Entries:
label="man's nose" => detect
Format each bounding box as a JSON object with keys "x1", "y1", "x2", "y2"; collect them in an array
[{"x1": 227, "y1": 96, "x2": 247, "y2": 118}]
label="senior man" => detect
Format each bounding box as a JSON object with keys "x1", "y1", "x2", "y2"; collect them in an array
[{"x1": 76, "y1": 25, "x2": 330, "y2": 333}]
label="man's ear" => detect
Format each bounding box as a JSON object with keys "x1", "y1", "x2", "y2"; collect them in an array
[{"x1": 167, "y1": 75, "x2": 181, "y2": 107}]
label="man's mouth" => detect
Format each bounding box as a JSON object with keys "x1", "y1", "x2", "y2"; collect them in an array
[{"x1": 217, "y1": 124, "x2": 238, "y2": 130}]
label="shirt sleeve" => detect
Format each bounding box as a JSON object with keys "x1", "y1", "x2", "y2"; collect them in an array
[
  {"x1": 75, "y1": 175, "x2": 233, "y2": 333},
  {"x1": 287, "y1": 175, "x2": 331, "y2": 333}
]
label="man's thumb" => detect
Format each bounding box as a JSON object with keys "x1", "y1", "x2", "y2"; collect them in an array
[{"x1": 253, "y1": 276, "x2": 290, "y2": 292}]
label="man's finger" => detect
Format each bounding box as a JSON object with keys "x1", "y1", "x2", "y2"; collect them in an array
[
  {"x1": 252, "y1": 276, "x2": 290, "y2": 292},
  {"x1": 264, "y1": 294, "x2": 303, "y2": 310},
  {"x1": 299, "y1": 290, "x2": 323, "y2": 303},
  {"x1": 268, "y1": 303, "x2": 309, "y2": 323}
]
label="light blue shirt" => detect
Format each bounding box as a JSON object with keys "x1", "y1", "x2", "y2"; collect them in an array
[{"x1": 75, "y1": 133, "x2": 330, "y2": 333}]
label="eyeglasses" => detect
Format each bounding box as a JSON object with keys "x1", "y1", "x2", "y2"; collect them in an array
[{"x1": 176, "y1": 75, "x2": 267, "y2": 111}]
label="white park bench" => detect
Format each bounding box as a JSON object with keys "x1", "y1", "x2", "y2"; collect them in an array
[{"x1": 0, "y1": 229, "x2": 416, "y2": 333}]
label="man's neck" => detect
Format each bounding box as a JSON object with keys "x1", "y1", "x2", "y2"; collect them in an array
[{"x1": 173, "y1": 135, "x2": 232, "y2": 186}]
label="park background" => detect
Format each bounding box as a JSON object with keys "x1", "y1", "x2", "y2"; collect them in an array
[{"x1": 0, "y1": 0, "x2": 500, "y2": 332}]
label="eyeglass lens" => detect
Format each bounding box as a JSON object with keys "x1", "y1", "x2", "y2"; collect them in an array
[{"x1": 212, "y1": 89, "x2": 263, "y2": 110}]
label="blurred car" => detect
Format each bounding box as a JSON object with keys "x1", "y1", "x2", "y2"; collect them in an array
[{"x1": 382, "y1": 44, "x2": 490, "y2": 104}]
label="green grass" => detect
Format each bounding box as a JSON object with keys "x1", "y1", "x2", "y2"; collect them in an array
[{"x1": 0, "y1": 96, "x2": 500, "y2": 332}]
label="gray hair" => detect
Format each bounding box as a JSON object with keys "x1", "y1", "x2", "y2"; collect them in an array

Exercise directions:
Count the lines in the items above that contain the string "shirt". Give only that number.

Exercise solution:
2